DIRECTIONS FOR THIS TASK
Retype all the records with nothing changed.

-- START OF EXCERPTED DATA --

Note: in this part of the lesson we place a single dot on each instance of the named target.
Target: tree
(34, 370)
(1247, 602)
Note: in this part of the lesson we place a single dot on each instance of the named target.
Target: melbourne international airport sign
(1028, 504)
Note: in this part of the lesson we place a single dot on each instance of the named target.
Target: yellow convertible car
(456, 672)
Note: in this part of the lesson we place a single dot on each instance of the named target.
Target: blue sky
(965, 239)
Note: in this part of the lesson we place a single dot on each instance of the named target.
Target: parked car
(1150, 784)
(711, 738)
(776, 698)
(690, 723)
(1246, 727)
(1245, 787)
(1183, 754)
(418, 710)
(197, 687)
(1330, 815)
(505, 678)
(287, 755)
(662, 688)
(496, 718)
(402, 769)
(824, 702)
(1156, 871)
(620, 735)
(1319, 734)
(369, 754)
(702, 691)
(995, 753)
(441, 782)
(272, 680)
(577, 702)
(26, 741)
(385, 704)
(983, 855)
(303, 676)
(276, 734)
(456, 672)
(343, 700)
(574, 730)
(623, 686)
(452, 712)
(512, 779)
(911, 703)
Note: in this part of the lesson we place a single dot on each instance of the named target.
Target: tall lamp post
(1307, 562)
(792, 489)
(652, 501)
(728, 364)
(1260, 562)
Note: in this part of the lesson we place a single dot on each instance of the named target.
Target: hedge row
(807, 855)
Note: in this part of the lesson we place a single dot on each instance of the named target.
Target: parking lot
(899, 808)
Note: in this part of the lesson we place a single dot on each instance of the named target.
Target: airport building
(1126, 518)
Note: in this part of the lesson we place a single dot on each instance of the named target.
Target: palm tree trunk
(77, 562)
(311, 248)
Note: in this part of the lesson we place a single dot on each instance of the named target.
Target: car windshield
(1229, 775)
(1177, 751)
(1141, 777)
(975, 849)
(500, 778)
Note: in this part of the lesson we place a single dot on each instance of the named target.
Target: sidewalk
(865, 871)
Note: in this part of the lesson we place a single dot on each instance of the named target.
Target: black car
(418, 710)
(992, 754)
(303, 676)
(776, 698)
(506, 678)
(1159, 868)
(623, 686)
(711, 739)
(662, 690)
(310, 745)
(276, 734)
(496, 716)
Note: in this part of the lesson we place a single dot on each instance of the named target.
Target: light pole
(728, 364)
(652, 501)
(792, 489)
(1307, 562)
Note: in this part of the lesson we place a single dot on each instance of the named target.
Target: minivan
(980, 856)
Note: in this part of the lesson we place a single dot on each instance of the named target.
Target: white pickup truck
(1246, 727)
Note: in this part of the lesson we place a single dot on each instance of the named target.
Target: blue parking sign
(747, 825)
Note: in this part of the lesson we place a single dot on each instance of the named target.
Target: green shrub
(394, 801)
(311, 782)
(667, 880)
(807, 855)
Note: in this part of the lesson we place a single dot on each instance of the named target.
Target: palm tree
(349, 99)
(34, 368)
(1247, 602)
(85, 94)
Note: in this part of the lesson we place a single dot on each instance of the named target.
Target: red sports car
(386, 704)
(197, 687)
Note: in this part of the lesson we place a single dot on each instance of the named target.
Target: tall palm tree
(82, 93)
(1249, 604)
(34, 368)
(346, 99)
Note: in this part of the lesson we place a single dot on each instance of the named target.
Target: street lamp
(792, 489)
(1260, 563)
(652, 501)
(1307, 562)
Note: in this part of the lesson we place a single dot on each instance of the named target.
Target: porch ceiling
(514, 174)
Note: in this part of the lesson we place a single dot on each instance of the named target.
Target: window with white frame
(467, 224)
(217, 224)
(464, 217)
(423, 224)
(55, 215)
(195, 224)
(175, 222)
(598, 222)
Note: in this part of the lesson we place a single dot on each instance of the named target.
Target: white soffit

-- END OF EXCERPTED DATA --

RESPONSE TO THIS EXERCISE
Note: in this part of the lesson we place a single dot on each instance of the named target.
Target: tree
(34, 370)
(1247, 602)
Note: in this part of the lesson we place a single dot on each instance of the named target.
Target: melbourne international airport sign
(1028, 504)
Note: in this part of the lesson we place a single dot on each instance of the named target.
Target: yellow convertible car
(456, 672)
Note: in this part of the lesson we place a single dot on each instance of the named target.
Target: blue sky
(965, 239)
Note: in this part of the lesson we place a single dot on each instance of the named target.
Target: parked car
(1150, 784)
(711, 738)
(776, 698)
(690, 723)
(1246, 727)
(1245, 787)
(1183, 754)
(418, 710)
(197, 687)
(1330, 815)
(505, 678)
(287, 755)
(662, 688)
(496, 718)
(402, 769)
(824, 702)
(1156, 871)
(620, 735)
(1319, 734)
(369, 754)
(702, 691)
(995, 753)
(441, 782)
(272, 680)
(577, 702)
(26, 741)
(385, 704)
(983, 855)
(303, 676)
(276, 734)
(456, 672)
(343, 700)
(574, 730)
(623, 686)
(452, 712)
(512, 779)
(911, 703)
Note: in this part of the lesson we place a single dot on each instance of the named target.
Target: tall lamp post
(1307, 562)
(792, 489)
(652, 501)
(728, 364)
(1260, 562)
Note: in this part of the lesson we place a single dot on each instance of the named target.
Target: hedge row
(807, 855)
Note: in this part of the lesson we place a single dot on each instance of the named target.
Target: parking lot
(899, 808)
Note: in this part of the lesson we place a single dot on each instance of the named target.
Target: airport building
(1126, 518)
Note: in this part of the lesson we place a single dot on each instance of the named target.
Target: palm tree trunk
(77, 562)
(311, 248)
Note: in this part of the lesson we place a single dot on each instance of the named target.
Target: car windshield
(1229, 775)
(1177, 751)
(1141, 777)
(975, 849)
(500, 778)
Note: in this part of the lesson we place a single dot on each instance of the named target.
Target: sidewalk
(865, 871)
Note: in this part of the lesson we place a single dot on each instance of the named target.
Target: black car
(418, 710)
(992, 754)
(303, 676)
(776, 698)
(506, 678)
(1159, 868)
(623, 686)
(711, 739)
(662, 690)
(310, 745)
(276, 734)
(496, 716)
Note: in this part of the lesson we place a single dot on each instance of the named target.
Target: light pole
(728, 364)
(652, 501)
(792, 489)
(1307, 562)
Note: in this part of the lesson we place a single dot on each instance of the named target.
Target: minivan
(980, 856)
Note: in this part of the lesson we place a single dot on each instance of the named target.
Target: white pickup truck
(1246, 727)
Note: in this part of the lesson we place a single dot on each instance of the named target.
Target: blue parking sign
(747, 825)
Note: in this part of the lesson we place a single dot on each instance of the named target.
Target: green shrub
(394, 801)
(311, 782)
(667, 880)
(807, 855)
Note: in this part of the lesson we place a single dot on each instance of the named target.
Target: palm tree
(349, 99)
(34, 368)
(1247, 602)
(85, 94)
Note: in this part of the lesson we place a single dot on each instance of the named target.
Target: red sports car
(386, 704)
(197, 687)
Note: in this part of the lesson we place a single dot on each instance of the named target.
Target: tall palm tree
(82, 93)
(1249, 604)
(34, 368)
(346, 99)
Note: in this part of the lesson we place a single dot on each instance of the named target.
Target: street lamp
(792, 489)
(1260, 563)
(652, 501)
(1307, 562)
Note: in this part of the lesson we place a single dot on each instance of the named target.
Target: porch ceiling
(514, 174)
Note: in this part of the lesson we place a single dot on each instance of the named target.
Target: window with white frame
(467, 224)
(217, 224)
(464, 217)
(423, 224)
(55, 215)
(195, 224)
(175, 222)
(598, 222)
Note: in this part of the lesson we place a single dot on each instance of the named target.
Target: white soffit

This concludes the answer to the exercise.